● **ANGEGEBENES ZIEL 1**: Übertrage diesen Satz aus dem Ausgangstext weiter unten ins Englische: „Damit hat Labour-Chef Jeremy Corbyn kein Argument mehr, sich dem Neuwahlantrag der Tories zu widersetzen.“
● **ANGEGEBENES ZIEL 2**: Entnimm dem Ausgangstext weiter unten wortgetreu den Abschnitt von „Kein Wort darüber“ bis einschließlich „dazu z.B. hier.“.

● **AUSGANGSTEXT**:
:::
Die Passage kommt einer gezielten Irreführung gleich, denn im allgemeinen Publikum muss sich daraus der irrige Eindruck ergeben, dass Neuwahlen im UK vom Tisch seien - die Frage ist aber nur, ob die “snap elections” im Oktober 2019 oder ein paar Wochen später stattfinden.
Das war schon am Vormittag des Donnerstag, Stunden vor der Erstellung des Texts absehbar und sogar im Artikel selbst findet sich der verklausulierte Hinweis, dass baldige elections sehr wohl wahrscheinlich sind. Es ist der Satz
Stattdessen solle es eine Neuwahl geben, sobald sichergestellt sei, dass es keinen ‘No Deal’-Brexit gebe, teilte Labour mit.”
Was hier wie ein Aufschub mit unabsehbarem Ende daherkommt, ist in Wahrheit “schon gebongt”, wie z.B. der Guardian am Freitag berichtet;
die von Labour gestellte Vorbedingung sei nämlich “set to become law on Monday” (was mit dem Abbruch des Filibuster im Oberhaus – also in der Nacht auf vergangenen Donnerstag – absehbar war).
Kein Wort darüber in der kontinentalen Mainstream-Journaille.
Schweigen auch darüber, dass es der Tory-Whip selbst war, der die Obstruktion der Konservativen im Oberhaus beendet hat und dass Johnson & Co. bemüht sind, die von der Arbeiterpartei genannte Bedingung zeitnahe zu erfüllen – siehe dazu z.B. hier.
Damit hat Labour-Chef Jeremy Corbyn kein Argument mehr, sich dem Neuwahlantrag der Tories zu widersetzen.
Der Oppositionsführer fordert nämlich seit Jahr und Tag Neuwahlen – hat sich zuletzt aber einer entsprechenden Initiative der Regierung(sparteien) verschlossen und die Bedingung gestellt, erst müsse die “Benn-Bill” Gesetzeskraft erlangen.
:::
● **EXTRAHIERTE INFORMATIONEN**:
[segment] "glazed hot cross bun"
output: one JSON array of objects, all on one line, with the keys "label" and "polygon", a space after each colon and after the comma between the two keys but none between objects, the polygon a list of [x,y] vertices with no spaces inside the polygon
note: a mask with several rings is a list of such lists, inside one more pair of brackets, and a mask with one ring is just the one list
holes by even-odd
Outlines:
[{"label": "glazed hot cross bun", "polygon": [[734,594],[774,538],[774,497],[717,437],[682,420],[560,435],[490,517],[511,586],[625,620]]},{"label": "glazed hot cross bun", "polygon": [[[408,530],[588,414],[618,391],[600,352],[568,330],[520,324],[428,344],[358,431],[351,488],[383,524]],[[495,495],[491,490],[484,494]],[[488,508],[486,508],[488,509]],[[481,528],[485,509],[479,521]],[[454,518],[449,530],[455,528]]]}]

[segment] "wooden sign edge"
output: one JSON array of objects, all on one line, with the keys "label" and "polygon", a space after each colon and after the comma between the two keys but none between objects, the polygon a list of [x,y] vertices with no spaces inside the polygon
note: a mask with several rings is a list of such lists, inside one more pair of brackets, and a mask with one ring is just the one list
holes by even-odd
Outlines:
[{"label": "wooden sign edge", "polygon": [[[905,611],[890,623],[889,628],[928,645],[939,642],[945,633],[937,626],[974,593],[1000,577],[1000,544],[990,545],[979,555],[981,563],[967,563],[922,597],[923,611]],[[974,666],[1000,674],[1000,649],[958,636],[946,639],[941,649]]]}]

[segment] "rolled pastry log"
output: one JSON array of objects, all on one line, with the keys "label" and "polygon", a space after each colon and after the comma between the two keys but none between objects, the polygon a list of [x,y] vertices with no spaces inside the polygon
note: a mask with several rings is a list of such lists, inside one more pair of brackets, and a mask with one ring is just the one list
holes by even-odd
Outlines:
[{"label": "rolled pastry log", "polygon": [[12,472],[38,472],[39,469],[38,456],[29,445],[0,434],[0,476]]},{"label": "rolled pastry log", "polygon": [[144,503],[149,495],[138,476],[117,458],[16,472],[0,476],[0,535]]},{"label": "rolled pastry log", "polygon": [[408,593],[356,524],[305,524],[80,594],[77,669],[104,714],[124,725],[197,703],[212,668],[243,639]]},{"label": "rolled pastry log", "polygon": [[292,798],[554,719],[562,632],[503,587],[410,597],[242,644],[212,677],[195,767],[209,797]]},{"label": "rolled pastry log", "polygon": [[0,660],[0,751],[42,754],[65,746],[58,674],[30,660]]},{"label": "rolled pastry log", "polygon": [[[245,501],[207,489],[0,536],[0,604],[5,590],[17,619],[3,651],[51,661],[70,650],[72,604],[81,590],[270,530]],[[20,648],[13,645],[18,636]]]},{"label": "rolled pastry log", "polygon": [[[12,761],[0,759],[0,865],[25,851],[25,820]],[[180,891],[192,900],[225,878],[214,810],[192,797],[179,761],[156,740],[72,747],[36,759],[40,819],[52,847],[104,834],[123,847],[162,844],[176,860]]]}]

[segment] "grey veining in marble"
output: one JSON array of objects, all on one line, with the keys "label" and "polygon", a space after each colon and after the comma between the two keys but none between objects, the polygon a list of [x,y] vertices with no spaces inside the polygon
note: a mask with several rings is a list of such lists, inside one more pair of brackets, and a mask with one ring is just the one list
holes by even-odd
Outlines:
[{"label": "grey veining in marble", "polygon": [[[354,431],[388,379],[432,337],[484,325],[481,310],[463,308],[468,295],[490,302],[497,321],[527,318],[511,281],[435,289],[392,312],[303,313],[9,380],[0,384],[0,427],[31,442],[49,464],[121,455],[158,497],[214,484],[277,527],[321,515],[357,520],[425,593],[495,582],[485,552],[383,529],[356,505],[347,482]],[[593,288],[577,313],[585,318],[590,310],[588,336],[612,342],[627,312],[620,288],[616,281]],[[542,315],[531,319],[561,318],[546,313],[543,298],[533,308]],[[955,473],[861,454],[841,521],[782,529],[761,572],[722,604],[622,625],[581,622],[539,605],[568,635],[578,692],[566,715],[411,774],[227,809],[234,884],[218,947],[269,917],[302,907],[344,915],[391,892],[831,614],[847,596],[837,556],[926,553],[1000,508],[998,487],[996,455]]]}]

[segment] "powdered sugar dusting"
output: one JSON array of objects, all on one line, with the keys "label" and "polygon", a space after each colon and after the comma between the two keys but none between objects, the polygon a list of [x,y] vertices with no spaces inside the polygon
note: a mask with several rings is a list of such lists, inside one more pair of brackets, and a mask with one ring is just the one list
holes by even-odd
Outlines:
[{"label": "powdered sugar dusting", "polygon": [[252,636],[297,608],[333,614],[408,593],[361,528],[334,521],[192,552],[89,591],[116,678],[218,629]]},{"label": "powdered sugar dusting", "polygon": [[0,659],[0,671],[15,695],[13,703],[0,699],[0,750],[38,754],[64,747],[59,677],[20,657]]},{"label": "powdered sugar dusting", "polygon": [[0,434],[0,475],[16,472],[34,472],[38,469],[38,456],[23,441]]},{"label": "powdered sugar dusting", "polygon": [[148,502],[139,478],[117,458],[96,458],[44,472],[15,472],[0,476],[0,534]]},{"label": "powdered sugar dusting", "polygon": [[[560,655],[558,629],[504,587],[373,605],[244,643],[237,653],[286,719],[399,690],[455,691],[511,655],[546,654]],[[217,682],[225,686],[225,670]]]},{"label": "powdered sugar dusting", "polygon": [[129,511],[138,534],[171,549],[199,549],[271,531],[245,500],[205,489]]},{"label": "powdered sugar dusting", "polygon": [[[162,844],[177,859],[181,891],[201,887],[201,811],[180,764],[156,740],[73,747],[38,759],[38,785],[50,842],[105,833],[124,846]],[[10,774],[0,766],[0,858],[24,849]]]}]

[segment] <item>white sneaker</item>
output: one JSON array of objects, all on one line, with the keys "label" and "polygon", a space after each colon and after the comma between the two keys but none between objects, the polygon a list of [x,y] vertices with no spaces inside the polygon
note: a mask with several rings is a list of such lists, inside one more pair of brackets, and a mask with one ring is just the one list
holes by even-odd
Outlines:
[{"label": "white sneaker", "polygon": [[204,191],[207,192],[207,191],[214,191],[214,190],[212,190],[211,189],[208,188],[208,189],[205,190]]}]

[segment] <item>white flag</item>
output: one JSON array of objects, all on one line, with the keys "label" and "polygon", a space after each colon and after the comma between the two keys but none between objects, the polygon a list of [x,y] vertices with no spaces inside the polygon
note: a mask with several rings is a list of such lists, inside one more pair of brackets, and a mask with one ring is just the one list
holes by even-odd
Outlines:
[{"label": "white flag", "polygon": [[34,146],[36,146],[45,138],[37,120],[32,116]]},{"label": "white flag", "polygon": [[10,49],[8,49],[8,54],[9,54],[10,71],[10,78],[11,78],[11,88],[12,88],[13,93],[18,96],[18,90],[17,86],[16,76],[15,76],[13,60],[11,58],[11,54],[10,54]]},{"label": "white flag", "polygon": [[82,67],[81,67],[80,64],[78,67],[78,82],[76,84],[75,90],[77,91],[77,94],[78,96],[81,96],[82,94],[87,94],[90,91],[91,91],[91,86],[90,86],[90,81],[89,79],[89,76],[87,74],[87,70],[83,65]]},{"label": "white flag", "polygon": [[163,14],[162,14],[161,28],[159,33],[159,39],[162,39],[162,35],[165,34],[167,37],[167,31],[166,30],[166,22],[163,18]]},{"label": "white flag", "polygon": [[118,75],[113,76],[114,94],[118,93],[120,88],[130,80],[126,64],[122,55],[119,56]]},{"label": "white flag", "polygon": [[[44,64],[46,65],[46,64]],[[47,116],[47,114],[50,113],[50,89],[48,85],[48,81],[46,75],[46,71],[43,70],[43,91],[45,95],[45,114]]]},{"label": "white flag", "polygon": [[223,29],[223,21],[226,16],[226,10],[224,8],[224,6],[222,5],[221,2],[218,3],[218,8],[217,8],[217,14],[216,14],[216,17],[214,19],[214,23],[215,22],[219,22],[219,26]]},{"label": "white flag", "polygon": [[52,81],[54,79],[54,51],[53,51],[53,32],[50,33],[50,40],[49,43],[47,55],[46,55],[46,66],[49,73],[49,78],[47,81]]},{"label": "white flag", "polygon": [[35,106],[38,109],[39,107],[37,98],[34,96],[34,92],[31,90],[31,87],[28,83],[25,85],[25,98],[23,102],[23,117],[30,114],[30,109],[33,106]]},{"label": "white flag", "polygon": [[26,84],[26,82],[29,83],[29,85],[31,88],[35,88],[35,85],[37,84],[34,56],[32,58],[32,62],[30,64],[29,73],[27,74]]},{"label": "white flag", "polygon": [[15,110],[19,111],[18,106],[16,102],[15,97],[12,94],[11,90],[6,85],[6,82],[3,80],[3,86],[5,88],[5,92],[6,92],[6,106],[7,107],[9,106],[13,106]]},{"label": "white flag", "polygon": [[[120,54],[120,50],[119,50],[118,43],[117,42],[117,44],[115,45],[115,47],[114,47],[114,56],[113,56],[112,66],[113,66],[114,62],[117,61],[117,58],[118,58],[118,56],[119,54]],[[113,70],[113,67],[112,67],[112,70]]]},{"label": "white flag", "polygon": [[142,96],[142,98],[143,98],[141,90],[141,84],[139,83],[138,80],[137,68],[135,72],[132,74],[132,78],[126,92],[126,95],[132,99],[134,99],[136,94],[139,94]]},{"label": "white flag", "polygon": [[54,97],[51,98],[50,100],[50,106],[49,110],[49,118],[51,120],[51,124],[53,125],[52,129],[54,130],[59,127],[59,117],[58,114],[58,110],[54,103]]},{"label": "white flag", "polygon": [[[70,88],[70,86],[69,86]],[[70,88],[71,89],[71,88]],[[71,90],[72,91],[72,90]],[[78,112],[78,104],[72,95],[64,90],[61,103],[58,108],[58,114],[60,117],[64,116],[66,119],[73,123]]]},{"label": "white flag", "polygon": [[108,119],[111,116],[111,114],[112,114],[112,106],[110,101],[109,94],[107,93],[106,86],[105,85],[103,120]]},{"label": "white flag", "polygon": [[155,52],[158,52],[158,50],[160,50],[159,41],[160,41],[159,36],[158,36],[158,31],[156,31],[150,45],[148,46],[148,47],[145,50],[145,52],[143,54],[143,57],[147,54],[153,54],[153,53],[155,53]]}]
:::
● **SCHRIFTLICHE ANTWORT 1**: This means Labour leader Jeremy Corbyn no longer has any argument for opposing the Tories' motion for a new election.

● **SCHRIFTLICHE ANTWORT 2**:
Kein Wort darüber in der kontinentalen Mainstream-Journaille.
Schweigen auch darüber, dass es der Tory-Whip selbst war, der die Obstruktion der Konservativen im Oberhaus beendet hat und dass Johnson & Co. bemüht sind, die von der Arbeiterpartei genannte Bedingung zeitnahe zu erfüllen – siehe dazu z.B. hier.